#### SUPPLIED TEXT
--------------------------------------------------
GE Free New Zealand in Food & Environment, 20th January 2004

Ban called on human and animal stem cell experimentation as hybrid cells created.

GE Free New Zealand are calling for a ban on cross species experimentation using human stem cells in animal embryos after news that hybrid cells have been created in overseas experiments.

The HART - Human Assisted Reproductive Technologies - Bill about to go before Parliament early this year will allow the very type of experimentation which has recently resulted in the creation of hybrid pig human cells and set off alarm bells around the world.

Scientists fear that research of this type (see below) will facilitate the emergence of cross species infections of diseases that previously did not transfer to humans because of the species barrier. 

"The breaking down of the species barrier either by this process or by genetic engineering is a major concern of scientists worldwide. It allows for new diseases to develop from existing ones in animals and is therefore a serious public health risk." says Jon Carapiet from GE Free NZ in food and environment.

This new and surprising development has caused a stir amongst scientists and also raises important ethical issues, which have not yet been discussed in society.
--------------------------------------------------
#### DATA FOR ANALYSIS
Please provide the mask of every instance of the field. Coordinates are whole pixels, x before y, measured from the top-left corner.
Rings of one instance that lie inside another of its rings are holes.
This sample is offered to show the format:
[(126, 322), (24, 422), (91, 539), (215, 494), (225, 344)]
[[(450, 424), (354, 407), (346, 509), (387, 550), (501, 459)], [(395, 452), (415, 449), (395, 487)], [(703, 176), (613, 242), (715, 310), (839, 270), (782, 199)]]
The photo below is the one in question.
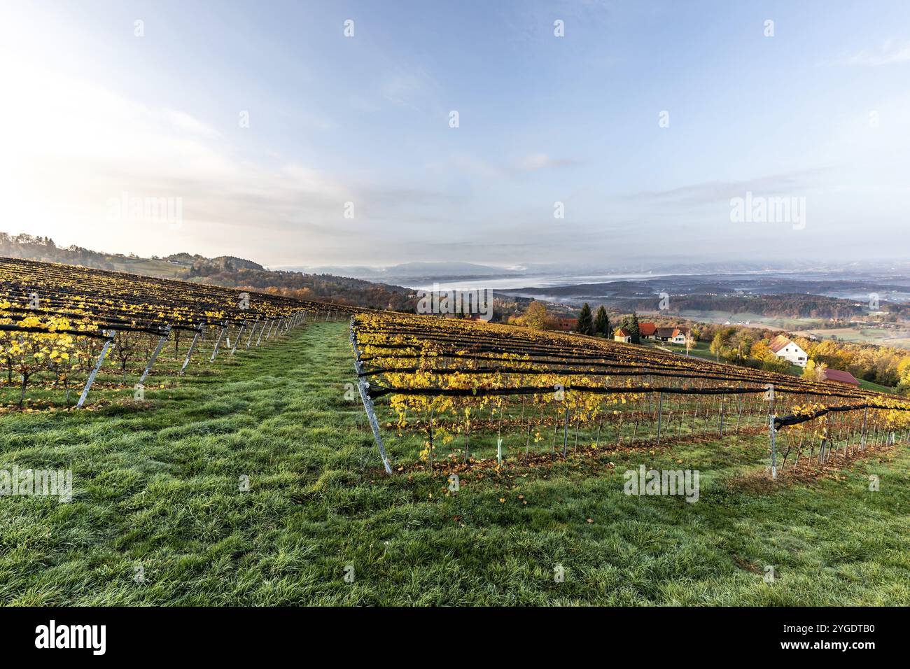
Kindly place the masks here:
[[(347, 329), (293, 331), (147, 390), (147, 406), (4, 416), (0, 461), (71, 466), (76, 493), (3, 500), (0, 600), (910, 603), (905, 451), (775, 487), (764, 437), (605, 451), (447, 497), (444, 478), (382, 474), (363, 408), (345, 399)], [(678, 461), (703, 472), (699, 503), (623, 494), (620, 471)]]
[[(4, 603), (910, 603), (897, 398), (20, 267), (0, 296)], [(61, 372), (67, 352), (83, 362)], [(66, 390), (92, 380), (75, 409)], [(631, 494), (640, 468), (700, 483)], [(71, 499), (5, 492), (9, 472), (47, 470), (72, 472)]]

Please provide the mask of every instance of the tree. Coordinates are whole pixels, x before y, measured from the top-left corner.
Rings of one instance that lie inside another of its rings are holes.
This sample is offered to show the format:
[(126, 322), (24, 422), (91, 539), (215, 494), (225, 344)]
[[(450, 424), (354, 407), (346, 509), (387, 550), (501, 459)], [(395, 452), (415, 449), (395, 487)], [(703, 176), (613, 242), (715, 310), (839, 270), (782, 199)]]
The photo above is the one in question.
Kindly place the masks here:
--------------------------------------------------
#### WORK TASK
Retype the part of the GE Free New Zealand press release that starts at "GE Free New Zealand in" and ends at "the species barrier.", copying it character for character.

#### EXERCISE RESPONSE
GE Free New Zealand in Food & Environment, 20th January 2004

Ban called on human and animal stem cell experimentation as hybrid cells created.

GE Free New Zealand are calling for a ban on cross species experimentation using human stem cells in animal embryos after news that hybrid cells have been created in overseas experiments.

The HART - Human Assisted Reproductive Technologies - Bill about to go before Parliament early this year will allow the very type of experimentation which has recently resulted in the creation of hybrid pig human cells and set off alarm bells around the world.

Scientists fear that research of this type (see below) will facilitate the emergence of cross species infections of diseases that previously did not transfer to humans because of the species barrier.